Extrait:
Sabine Devieilhe, Lakmé authentique au Théâtre des Champs-Élysées
Ce soir, tout le monde n’est pas devant le match de football, à en croire le public nombreux venu écouter Lakmé de Léo Delibes. La version concert sans les dialogues parlés resserre l’attention sur les interprètes qui, même s’ils évoluent derrière des pupitres, s’emparent de leur rôle avec assurance, leur diction précise rendant les surtitrages superflus.
Sabine Devieilhe, après son succès à l’Opéra Comique, continue d’apposer son empreinte au rôle de Lakmé, lui donnant une épaisseur dramatique bouleversant visiblement l'auditoire. Elle possède la voix idoine pour le personnage, son phrasé délicat et ses sons filés pianissimo en montrent la fragilité juvénile, la passion s’accompagnant d’un legato soutenu par un souffle long et d’un ancrage plus puissant. A l’instar d’autres tragédiennes (Didon, Madame Butterfly), Lakmé préfère se donner la mort plutôt que d’avoir à renoncer à son amour et la soprano chante ses dernières phrases (« Tu m’as donné le plus doux rêve ») dans un murmure à faire pleurer. C’est en effet vers le tragique que la soprano oriente son interprétation, et qu'elle contextualise même le fameux air des clochettes avec sa pyrotechnie vocale. Contrainte par son père et ce, jusqu’à épuisement, Lakmé chante et Sabine Devieilhe égraine les vocalises, les notes piquées, les suraigus (contre-mi), les trilles d’une agilité époustouflante tout en gardant une posture résignée, les yeux baissés, le visage grave, faisant émerger le déchirement qui l’habite entre obéir à son père ou protéger l’homme dont elle est tombée amoureuse.
Lakmé évoque également le fameux duo des fleurs qu’elle chante avec la mezzo-soprano Fleur Barron qui interprète le rôle succinct de Mallika. Sa voix paraissant dans un premier temps éloignée de celle de Lakmé (vibrato important, articulation pâteuse due à une place vocale davantage postérieure), elle offre cependant un coussin sonore, un son moussu sur lequel vient se poser le soprano colorature de Sabine Devieilhe.
L’homme par qui le drame arrive est Gerald, interprété par le ténor Cyrille Dubois qui déploie une grande énergie expressive à chacune de ses interventions. Si sa voix épouse finement et précisément toutes les subtilités des phrasés, et qu’il émeut dans ses nuances suaves délicieuses, l’intensité du chant s’accompagne cependant d’un resserrement du vibrato et d’aigus atteints le corps arc-bouté, dans une amplitude réduite tant la voix est canalisée près de la nasalité.

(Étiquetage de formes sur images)
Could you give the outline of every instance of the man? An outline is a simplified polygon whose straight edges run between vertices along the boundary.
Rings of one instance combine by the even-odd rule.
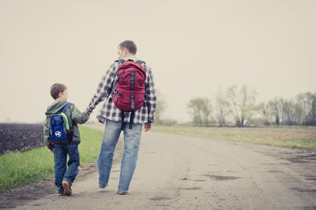
[[[121,59],[137,62],[138,59],[136,57],[136,51],[137,47],[132,41],[124,41],[119,45],[119,62],[114,62],[105,75],[102,77],[96,93],[87,108],[88,112],[92,112],[98,104],[105,101],[103,108],[97,115],[100,122],[105,123],[103,143],[98,158],[99,188],[105,188],[107,185],[115,146],[121,130],[124,131],[124,148],[117,190],[119,195],[126,195],[129,191],[136,167],[142,125],[145,124],[145,132],[151,129],[156,109],[156,94],[152,71],[144,62],[141,64],[141,66],[146,72],[145,101],[143,106],[134,111],[131,127],[129,125],[131,112],[123,111],[116,107],[112,102],[112,90],[114,83],[116,83],[117,80],[117,70],[121,65]]]

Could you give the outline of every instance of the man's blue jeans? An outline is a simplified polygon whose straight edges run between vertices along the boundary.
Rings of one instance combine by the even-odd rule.
[[[124,191],[129,190],[129,184],[136,167],[142,133],[142,124],[133,124],[131,130],[129,127],[129,123],[125,123],[123,127],[124,147],[121,162],[119,190]],[[106,120],[101,149],[98,158],[99,186],[101,187],[105,187],[109,181],[113,155],[121,129],[121,122]]]
[[[67,155],[69,155],[68,168],[67,168]],[[68,144],[55,144],[55,184],[58,192],[62,193],[64,189],[62,186],[62,181],[67,181],[71,186],[79,173],[80,164],[78,144],[70,143]]]

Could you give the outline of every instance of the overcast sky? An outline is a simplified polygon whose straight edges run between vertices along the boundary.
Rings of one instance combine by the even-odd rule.
[[[233,84],[260,102],[315,92],[315,11],[314,0],[0,0],[0,122],[44,120],[55,82],[84,111],[126,39],[179,121],[191,99]]]

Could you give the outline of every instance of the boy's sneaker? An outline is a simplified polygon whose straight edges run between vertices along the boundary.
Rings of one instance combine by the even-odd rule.
[[[117,190],[117,194],[119,195],[126,195],[127,194],[127,191],[124,191],[124,190]]]
[[[62,188],[64,188],[64,195],[67,196],[70,196],[72,192],[70,190],[68,182],[67,181],[62,181]]]
[[[105,189],[106,187],[107,187],[107,185],[106,185],[105,186],[100,186],[99,185],[99,189]]]

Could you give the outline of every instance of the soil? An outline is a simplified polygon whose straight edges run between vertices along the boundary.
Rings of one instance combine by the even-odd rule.
[[[0,123],[0,155],[44,145],[43,124]]]
[[[0,154],[23,152],[45,146],[42,124],[0,123]],[[84,179],[91,172],[96,172],[96,164],[80,166],[79,171],[78,178]],[[11,190],[0,191],[0,208],[14,208],[24,202],[37,200],[54,191],[55,186],[53,178]]]
[[[145,134],[131,190],[123,197],[115,193],[119,154],[105,190],[96,189],[92,163],[80,166],[71,200],[52,195],[51,178],[0,191],[0,209],[316,209],[315,151]]]

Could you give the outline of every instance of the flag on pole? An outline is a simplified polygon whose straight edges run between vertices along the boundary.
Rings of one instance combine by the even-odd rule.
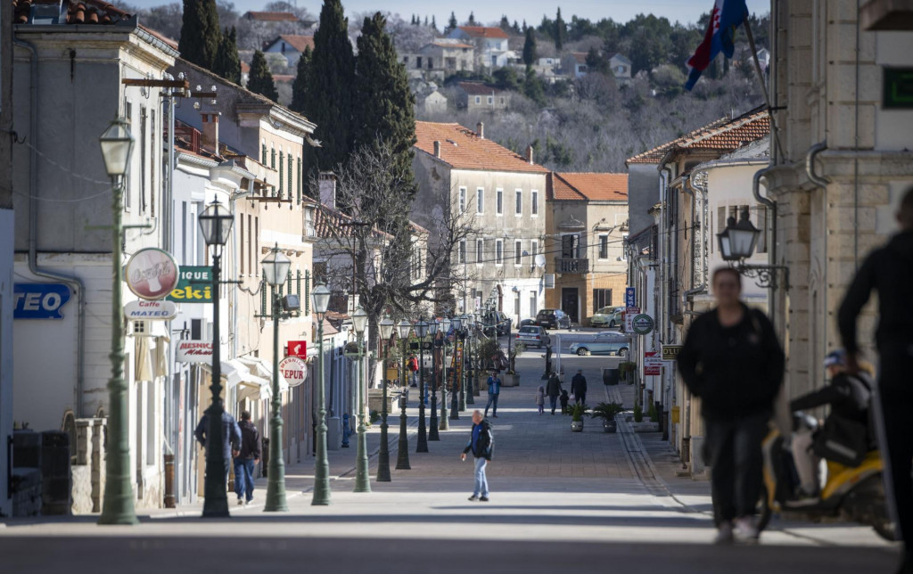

Exercices:
1) D'après la critique de Lakmé, quel ténor interprète le rôle de Gerald ?
2) Prolongez la critique de Lakmé à partir de la dernière phrase, s'il vous plaît.
Les entrées forment un matériau à part, distinct de la critique de Lakmé.

Résultats finaux:
1) Cyrille Dubois.

2)
Lionel Lhote campe le brahmane Nilakantha de sa voix puissante de baryton, asseyant son autorité incontestable. Personnage en révolte contre l’occupation anglaise, celui-ci apparait tel un combattant enragé, voire fanatique, comme en témoigne l’intensité sans relâche de ses interventions qui sollicitent une projection assumée. Un court instant, sa tendresse paternelle point (« Je veux retrouver ton sourire »), sa voix se veloutant de sonorités mixtes. Cependant l’instant d’après sa rage culmine accompagnée d’un battement vibratoire ample, n’hésitant pas à se servir de sa fille comme appât.
Du côté anglais, le baryton Pierre Doyen incarne Frederick qui, d’une voix riche et sonore, parvient à convaincre Gerald de délaisser Lakmé pour rejoindre son régiment. Il fait aussi sourire lorsqu’il reçoit les œillades de Rose et entonne en toute gaité le duo « Ce sont des femmes idéales » aux côtés d’Ellen, la soprano Erminie Blondel. Cette dernière, arborant un sourire conquérant, fait entendre la rondeur de son timbre vibrant. Son amie Rose, la soprano Charlotte Bonnet, favorise davantage le brillant de sa voix, ce qui rend son personnage quelque peu espiègle. Au duo des dames se joint la mezzo-soprano Svetlana Lifar (Mistress Benson) dans une interprétation équilibrée entre opéra et comédie.
Le ténor Matthieu Justine prête sa voix réconfortante de plénitude au personnage de Hadji alors que trois choristes sortent du rang afin d’interpréter des marchands.
Le Chœur de l'Opéra de Monte-Carlo, préparé par Stefano Visconti, offre la plénitude des tutti, les pupitres séparés pouvant toutefois et parfois manquer d’homogénéité.
Laurent Campellone, très attentif aux interprètes avec lesquels il chante les airs (intérieurement), dirige l’Orchestre Philharmonique de Monte-Carlo précisément, ciselant les phrasés tout en préservant une certaine souplesse émanant de ses gestes tournoyants.
Le public, touché, applaudit les artistes et offre une ovation spéciale pour Sabine Devieilhe qui la reçoit humblement, ayant à cœur de saluer avec le reste de l’équipe. À la sortie du Théâtre, les cris et les klaxons célébrant la victoire de la France en demi-finale de la coupe du monde cueillent l’auditoire encore plein des notes de Delibes.